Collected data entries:

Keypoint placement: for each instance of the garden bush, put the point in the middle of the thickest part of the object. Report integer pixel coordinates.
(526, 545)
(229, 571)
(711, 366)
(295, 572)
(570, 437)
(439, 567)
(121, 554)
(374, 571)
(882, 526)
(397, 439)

What to do.
Could you output each line above exactly as it was given?

Solved exercise.
Keypoint placement: for each instance of the garden bush, put the point in the middle of the thickest part of the object. Report integer pixel coordinates.
(526, 545)
(229, 571)
(711, 366)
(295, 572)
(570, 437)
(439, 567)
(121, 554)
(374, 571)
(882, 526)
(397, 439)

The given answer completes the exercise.